◆ DATA TO PROCESS:
[Start of section]
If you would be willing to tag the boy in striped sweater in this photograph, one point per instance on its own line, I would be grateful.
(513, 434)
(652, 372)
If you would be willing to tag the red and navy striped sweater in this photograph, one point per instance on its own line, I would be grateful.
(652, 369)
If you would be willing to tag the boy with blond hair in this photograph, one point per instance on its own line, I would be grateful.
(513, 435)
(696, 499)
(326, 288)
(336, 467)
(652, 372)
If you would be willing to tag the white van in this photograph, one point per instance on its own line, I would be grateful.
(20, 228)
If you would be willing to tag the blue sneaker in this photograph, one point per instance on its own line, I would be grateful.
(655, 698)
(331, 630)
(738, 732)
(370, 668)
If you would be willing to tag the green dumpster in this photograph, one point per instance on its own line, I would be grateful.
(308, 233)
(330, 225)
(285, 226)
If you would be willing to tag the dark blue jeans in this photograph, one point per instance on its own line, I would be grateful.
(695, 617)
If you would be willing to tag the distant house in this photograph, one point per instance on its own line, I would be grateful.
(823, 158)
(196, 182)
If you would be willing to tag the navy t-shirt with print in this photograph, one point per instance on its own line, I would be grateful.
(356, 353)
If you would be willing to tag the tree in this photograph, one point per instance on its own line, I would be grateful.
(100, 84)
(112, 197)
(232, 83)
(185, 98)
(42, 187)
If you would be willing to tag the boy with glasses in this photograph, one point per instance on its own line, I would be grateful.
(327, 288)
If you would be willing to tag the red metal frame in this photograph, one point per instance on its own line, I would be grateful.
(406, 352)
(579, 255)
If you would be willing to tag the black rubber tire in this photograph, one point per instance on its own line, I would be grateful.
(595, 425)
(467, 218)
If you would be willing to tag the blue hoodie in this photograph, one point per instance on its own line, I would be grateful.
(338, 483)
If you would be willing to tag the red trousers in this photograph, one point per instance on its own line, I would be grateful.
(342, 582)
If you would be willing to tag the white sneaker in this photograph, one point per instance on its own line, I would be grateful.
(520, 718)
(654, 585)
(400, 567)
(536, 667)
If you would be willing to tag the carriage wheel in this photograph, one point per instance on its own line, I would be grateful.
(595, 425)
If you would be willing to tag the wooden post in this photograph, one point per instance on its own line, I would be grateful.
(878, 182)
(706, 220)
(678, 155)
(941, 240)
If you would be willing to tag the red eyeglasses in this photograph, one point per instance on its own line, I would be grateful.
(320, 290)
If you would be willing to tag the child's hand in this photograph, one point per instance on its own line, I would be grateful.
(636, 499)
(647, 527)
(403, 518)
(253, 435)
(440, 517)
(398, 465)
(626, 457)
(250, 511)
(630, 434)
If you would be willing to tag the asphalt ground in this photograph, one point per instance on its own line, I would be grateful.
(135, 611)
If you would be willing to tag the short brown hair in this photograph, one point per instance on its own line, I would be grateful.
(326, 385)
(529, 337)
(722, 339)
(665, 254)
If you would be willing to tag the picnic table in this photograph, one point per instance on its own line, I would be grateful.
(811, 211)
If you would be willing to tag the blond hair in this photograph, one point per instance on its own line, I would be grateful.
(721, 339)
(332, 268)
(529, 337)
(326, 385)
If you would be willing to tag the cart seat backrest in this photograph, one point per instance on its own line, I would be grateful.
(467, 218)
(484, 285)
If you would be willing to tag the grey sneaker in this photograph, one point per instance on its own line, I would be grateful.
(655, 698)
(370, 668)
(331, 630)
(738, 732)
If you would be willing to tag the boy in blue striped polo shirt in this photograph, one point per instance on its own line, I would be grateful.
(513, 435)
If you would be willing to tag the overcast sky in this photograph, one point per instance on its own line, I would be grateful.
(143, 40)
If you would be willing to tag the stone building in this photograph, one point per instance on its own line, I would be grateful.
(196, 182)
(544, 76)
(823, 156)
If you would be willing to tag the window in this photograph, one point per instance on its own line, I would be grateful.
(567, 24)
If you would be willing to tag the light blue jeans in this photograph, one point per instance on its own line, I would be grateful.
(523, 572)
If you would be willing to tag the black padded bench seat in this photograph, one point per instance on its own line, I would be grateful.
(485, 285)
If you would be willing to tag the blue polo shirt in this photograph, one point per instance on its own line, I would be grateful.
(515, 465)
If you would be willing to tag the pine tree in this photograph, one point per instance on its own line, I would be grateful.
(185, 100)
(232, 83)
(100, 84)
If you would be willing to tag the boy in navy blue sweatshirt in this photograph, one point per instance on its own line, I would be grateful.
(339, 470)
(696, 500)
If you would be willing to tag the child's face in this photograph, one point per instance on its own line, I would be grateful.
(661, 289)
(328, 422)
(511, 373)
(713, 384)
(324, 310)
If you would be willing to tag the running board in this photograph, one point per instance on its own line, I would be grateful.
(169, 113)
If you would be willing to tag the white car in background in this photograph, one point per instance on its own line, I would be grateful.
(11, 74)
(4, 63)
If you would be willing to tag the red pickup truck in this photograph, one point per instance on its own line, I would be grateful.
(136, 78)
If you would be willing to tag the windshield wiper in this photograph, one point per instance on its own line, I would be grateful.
[End of section]
◆ TASK OBJECTIVE:
All records above are to be printed exactly, with nothing omitted.

◆ RESPONSE TO THIS TASK:
If you would be willing to tag the boy in striped sweater in this photograph, one point per instance on its own line, I would be grateful.
(513, 434)
(652, 372)
If you would be willing to tag the red and navy striped sweater in this photograph, one point per instance on its own line, I would be grateful.
(652, 369)
If you would be willing to tag the boy with blond hair in this photograph, one point per instance on its own line, I would be grateful.
(513, 435)
(696, 499)
(326, 288)
(336, 467)
(652, 372)
If you would be willing to tag the white van in this photograph, one point per instance on its own line, I would be grateful.
(20, 228)
If you would be willing to tag the blue sneaker in this photograph, one point per instance on its own line, I would be grateful.
(655, 698)
(331, 630)
(738, 732)
(370, 668)
If you would be willing to tag the green dumpster in this photograph, one point per instance on its own line, I would be grateful.
(308, 233)
(330, 225)
(285, 226)
If you would be willing to tag the dark blue jeans in this photograph, one point per instance on its own line, I would be grateful.
(695, 617)
If you would be willing to tag the distant house in this photograph, one point per instance on its own line, I would be grateful.
(823, 158)
(196, 182)
If you would be willing to tag the navy t-shirt with print in this photograph, one point per instance on its own line, I would be grateful.
(356, 353)
If you would be willing to tag the tree in this photograph, one point per instance on its own line, I would be grateful.
(100, 84)
(112, 197)
(232, 83)
(185, 98)
(42, 187)
If you would be willing to tag the boy with glasses in this photograph, one point per instance on its own line, I would be grateful.
(327, 288)
If you would be willing to tag the red metal frame in this photograph, one point per instance on its own line, I would be grateful.
(406, 352)
(579, 255)
If you would be willing to tag the black rubber tire in this photograph, one point per instance on its own line, I would be grateful.
(595, 425)
(467, 218)
If you would be willing to tag the blue hoodie in this photograph, one point per instance on its own line, I would be grateful.
(338, 483)
If you would be willing to tag the red trousers in this photograph, one point per instance on its own line, I would be grateful.
(342, 582)
If you would be willing to tag the white sneaker in this photograph, one point per instance on its own line, I would be grateful.
(520, 718)
(654, 585)
(400, 567)
(536, 667)
If you would be willing to tag the carriage wheel in this photograph, one point per instance on its own line, I would be grateful.
(595, 425)
If you would be willing to tag the wooden post in this photograph, one point per instance on its own line, I would be grateful.
(878, 182)
(706, 220)
(678, 155)
(941, 240)
If you would be willing to tag the red eyeglasses in this photograph, one point per instance on its own line, I would be grateful.
(320, 290)
If you would be willing to tag the child's hand in this photograph, one point per instance on its own line, I would be grateful.
(636, 499)
(647, 527)
(403, 518)
(253, 435)
(440, 517)
(398, 465)
(626, 457)
(250, 511)
(630, 434)
If you would be willing to tag the asphalt ground in this photograph, one point per instance on its own line, I would be grateful.
(135, 611)
If you would be willing to tag the short brown hair in this photograph, one point per instance on its own line, I would be grateful.
(326, 385)
(529, 337)
(722, 339)
(665, 254)
If you would be willing to tag the picnic table in this photograph, one point per instance on its own line, I would be grateful.
(811, 211)
If you would be willing to tag the blond hair in this photograph, one point per instance on its own line, I would be grateful.
(721, 339)
(332, 268)
(529, 337)
(326, 385)
If you would be willing to tag the cart seat backrest in this photograph, one point per instance on its own line, I would be grateful.
(467, 218)
(484, 285)
If you would be willing to tag the grey sneaker in this photograph, one point per instance on its own line, I would be grateful.
(655, 698)
(370, 668)
(331, 630)
(738, 732)
If you would be willing to tag the boy in blue striped polo shirt in this photograph, one point per instance on its own line, I would be grateful.
(513, 435)
If you would be willing to tag the overcast sky in this photograph, one point per instance on its own line, I would be grateful.
(143, 40)
If you would be willing to tag the stone building in this photograph, one point per instance on its own line, I would be grateful.
(196, 182)
(544, 76)
(823, 156)
If you would be willing to tag the window in this photograph, one point per instance on its own line, I would be grateful.
(567, 24)
If you would be willing to tag the light blue jeans in this photograph, one point per instance on its own line, I would be grateful.
(523, 572)
If you would be willing to tag the black padded bench seat in this photograph, one point per instance on its own line, I would be grateful.
(485, 285)
If you would be willing to tag the blue polo shirt in this photograph, one point per instance on its own line, I would be grateful.
(515, 465)
If you would be willing to tag the pine tree in this photograph, one point per instance on its own line, I would be grateful.
(185, 100)
(232, 83)
(100, 84)
If you would be willing to tag the boy in navy blue sweatshirt in this photograph, one point per instance on its own line, I would be grateful.
(339, 470)
(696, 500)
If you would be willing to tag the child's face in this photograph, one point per instance on its own line, I would be grateful.
(661, 289)
(328, 422)
(511, 373)
(713, 384)
(324, 310)
If you would be willing to tag the running board in this photograph, one point per instance on its own line, I would be grateful.
(169, 113)
If you would be willing to tag the white car in background in this photograph, one point per instance on its own line, I would be grateful.
(11, 74)
(4, 63)
If you would be willing to tag the red pickup truck in this photograph, one point per instance on its own line, I would be grateful.
(136, 78)
If you would be willing to tag the windshield wiper in this photograph, one point per instance on its own line, I would be grateful.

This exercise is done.